**WHAT IS BEING ASKED:** Extract everything in the material below from the line containing "the white helmet" down to the line containing "column 76, row 48", including both of those lines, and copy it word for word.

Data drawn from a collection:
################

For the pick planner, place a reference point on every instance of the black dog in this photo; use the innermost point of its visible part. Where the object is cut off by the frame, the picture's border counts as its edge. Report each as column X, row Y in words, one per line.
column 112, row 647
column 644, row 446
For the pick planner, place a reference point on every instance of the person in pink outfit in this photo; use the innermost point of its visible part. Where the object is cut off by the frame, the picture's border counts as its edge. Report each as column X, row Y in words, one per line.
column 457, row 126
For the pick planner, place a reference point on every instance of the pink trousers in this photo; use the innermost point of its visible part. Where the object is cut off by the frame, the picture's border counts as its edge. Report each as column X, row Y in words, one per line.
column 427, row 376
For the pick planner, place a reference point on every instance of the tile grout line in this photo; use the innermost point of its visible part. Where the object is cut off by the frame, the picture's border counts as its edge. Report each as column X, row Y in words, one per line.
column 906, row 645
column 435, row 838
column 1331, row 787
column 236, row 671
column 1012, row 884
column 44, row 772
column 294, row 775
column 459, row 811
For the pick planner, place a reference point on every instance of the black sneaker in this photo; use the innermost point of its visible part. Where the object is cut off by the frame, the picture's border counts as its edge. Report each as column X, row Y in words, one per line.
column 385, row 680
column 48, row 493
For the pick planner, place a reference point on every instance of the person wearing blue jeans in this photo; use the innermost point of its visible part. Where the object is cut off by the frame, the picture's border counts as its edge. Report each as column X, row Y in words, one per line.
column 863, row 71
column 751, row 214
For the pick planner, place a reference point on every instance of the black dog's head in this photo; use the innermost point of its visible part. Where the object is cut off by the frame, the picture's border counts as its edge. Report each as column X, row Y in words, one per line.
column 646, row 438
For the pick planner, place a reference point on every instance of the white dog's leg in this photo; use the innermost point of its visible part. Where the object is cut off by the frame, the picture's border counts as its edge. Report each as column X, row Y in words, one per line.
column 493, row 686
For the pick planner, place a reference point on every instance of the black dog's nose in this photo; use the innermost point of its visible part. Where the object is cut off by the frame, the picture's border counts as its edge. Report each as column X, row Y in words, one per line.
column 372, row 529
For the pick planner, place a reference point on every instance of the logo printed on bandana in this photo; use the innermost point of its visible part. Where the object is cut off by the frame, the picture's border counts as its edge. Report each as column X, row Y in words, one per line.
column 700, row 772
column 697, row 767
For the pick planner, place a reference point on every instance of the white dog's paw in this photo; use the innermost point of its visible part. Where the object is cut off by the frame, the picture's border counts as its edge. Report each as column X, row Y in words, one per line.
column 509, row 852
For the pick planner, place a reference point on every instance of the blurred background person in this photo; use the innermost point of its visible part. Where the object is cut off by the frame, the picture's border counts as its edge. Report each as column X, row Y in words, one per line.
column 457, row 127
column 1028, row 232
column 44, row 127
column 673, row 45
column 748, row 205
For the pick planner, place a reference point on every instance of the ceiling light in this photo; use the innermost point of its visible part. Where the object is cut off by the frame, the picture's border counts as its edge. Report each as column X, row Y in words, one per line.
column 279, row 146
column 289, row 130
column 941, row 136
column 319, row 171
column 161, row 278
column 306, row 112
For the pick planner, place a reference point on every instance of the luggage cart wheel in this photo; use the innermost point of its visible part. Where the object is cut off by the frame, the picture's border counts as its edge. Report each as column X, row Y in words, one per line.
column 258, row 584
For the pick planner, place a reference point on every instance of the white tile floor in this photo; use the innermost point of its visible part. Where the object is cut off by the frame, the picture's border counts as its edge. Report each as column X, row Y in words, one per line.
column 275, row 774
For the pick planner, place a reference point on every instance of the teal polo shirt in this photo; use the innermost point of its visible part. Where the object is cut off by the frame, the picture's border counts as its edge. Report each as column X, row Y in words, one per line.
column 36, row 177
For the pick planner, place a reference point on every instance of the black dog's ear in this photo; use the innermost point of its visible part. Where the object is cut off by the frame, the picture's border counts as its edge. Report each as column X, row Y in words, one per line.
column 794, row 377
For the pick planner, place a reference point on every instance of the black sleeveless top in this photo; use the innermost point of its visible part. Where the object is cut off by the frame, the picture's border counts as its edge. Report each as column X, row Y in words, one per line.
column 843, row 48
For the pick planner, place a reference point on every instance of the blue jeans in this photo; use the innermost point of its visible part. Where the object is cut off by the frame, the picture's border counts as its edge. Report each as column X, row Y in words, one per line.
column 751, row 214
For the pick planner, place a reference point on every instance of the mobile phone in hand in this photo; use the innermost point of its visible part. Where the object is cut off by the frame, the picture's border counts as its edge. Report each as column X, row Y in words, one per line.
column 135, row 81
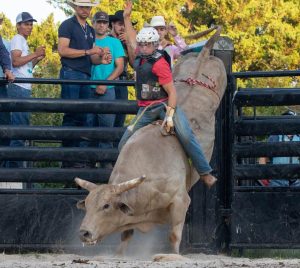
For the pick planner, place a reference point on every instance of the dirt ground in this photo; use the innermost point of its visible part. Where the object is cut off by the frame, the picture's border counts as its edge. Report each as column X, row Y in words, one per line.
column 192, row 260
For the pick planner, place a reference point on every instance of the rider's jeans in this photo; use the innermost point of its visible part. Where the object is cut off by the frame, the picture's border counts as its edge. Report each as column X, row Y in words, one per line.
column 183, row 132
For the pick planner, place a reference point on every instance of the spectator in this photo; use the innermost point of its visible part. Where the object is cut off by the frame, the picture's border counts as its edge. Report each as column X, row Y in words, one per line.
column 110, row 71
column 158, row 22
column 118, row 31
column 23, row 63
column 75, row 47
column 282, row 159
column 5, row 72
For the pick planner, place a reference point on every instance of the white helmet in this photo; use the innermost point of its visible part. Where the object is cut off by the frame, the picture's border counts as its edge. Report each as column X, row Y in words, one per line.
column 147, row 35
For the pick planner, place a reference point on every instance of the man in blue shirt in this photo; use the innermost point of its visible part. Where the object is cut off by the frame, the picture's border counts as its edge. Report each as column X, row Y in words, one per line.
column 283, row 159
column 5, row 72
column 110, row 71
column 76, row 48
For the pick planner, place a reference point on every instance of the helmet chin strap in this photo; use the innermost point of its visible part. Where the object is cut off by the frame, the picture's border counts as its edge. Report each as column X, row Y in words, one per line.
column 147, row 56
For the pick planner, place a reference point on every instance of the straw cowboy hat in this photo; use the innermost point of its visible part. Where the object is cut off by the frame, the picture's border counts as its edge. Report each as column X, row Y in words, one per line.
column 84, row 3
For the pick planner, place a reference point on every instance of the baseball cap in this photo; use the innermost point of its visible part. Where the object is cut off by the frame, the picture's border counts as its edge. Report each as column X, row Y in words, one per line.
column 24, row 17
column 100, row 16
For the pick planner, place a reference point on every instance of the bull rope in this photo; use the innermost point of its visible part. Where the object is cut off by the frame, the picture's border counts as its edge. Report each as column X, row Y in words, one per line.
column 131, row 126
column 192, row 82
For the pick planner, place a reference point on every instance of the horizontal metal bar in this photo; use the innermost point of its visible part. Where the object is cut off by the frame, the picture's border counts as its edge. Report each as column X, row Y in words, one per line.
column 74, row 192
column 268, row 149
column 68, row 106
column 259, row 189
column 267, row 127
column 58, row 154
column 54, row 175
column 270, row 171
column 266, row 74
column 61, row 133
column 265, row 245
column 267, row 97
column 53, row 81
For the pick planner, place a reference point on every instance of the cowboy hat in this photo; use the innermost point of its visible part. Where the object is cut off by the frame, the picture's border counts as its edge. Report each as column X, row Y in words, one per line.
column 118, row 16
column 84, row 3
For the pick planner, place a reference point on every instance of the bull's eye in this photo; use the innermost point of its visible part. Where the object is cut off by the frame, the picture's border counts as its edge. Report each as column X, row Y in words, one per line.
column 106, row 206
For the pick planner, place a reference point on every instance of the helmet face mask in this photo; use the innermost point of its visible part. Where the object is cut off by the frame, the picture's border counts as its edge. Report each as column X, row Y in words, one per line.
column 147, row 35
column 147, row 40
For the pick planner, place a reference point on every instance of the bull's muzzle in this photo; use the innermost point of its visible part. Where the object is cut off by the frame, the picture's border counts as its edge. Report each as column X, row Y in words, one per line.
column 85, row 236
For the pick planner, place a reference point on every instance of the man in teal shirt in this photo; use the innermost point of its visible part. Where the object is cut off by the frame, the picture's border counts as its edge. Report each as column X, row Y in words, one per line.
column 110, row 71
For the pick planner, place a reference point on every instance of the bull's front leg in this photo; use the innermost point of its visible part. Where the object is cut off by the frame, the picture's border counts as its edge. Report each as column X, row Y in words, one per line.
column 178, row 212
column 125, row 237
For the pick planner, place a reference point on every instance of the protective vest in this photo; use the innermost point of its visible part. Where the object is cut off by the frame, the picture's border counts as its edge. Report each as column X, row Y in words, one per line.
column 147, row 86
column 284, row 159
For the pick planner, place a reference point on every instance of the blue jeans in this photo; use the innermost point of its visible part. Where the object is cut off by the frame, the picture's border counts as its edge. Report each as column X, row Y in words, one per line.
column 18, row 118
column 4, row 116
column 183, row 132
column 74, row 92
column 121, row 94
column 103, row 120
column 4, row 120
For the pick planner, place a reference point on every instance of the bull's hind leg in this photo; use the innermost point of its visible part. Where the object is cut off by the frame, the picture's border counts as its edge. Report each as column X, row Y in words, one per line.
column 125, row 237
column 178, row 211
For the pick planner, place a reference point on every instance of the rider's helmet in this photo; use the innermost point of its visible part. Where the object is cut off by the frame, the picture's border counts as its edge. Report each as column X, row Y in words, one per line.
column 148, row 35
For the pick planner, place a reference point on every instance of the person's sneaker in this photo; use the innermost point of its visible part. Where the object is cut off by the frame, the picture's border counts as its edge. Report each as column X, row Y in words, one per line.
column 208, row 179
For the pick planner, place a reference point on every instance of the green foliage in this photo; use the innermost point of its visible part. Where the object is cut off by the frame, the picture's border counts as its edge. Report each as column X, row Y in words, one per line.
column 266, row 36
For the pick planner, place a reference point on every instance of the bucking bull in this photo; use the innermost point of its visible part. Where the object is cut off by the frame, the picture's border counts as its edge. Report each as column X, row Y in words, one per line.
column 151, row 179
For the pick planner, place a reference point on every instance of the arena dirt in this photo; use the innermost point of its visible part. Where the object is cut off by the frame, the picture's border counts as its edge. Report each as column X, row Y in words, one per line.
column 193, row 260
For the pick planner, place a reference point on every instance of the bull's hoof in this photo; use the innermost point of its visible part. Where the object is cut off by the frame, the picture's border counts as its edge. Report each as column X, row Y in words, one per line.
column 208, row 179
column 169, row 257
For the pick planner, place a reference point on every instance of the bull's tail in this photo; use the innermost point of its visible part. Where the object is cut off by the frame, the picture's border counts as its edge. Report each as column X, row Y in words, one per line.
column 205, row 52
column 209, row 44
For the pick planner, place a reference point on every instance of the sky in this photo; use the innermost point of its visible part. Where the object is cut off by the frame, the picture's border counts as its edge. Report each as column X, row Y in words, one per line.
column 39, row 9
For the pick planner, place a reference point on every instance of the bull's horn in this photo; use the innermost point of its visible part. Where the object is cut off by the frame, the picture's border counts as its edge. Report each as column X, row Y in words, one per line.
column 85, row 184
column 125, row 186
column 198, row 35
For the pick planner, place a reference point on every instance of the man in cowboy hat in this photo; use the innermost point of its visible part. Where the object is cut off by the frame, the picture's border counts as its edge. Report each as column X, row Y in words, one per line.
column 77, row 51
column 23, row 62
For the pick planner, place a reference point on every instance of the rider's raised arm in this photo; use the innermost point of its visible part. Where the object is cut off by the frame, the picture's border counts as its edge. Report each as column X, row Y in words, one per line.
column 130, row 32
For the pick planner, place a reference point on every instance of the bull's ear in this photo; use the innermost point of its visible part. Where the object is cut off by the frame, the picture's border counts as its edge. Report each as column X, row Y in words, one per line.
column 125, row 186
column 85, row 184
column 81, row 204
column 125, row 209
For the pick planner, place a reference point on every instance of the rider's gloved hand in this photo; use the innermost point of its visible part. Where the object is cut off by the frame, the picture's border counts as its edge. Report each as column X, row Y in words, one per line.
column 169, row 119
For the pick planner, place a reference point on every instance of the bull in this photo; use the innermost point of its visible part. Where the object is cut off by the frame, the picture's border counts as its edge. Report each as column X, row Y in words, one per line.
column 132, row 200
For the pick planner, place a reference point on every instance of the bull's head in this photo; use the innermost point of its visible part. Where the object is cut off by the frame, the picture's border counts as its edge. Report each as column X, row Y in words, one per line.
column 105, row 210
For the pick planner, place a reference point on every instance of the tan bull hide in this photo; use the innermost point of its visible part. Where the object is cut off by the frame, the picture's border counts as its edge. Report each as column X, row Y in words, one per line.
column 161, row 198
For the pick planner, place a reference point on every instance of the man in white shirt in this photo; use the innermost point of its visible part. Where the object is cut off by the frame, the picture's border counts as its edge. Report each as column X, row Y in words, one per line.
column 22, row 64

################

**RESPONSE TO THIS TASK:**
For the pick planner, place a reference point on every instance of the white helmet in this photo; use the innermost point of its visible part. Where the object is cut off by the frame, the picture's border counts as its edge. Report each as column X, row Y in words, one per line.
column 147, row 35
For the pick planner, place a reference point on every instance of the man in blue shirt in this photo; use the innermost point of its visible part. Where the object is cut off by the frame, the picture's border counts as its edge. Report each as column X, row Y in words, one per line.
column 283, row 159
column 5, row 72
column 110, row 71
column 76, row 48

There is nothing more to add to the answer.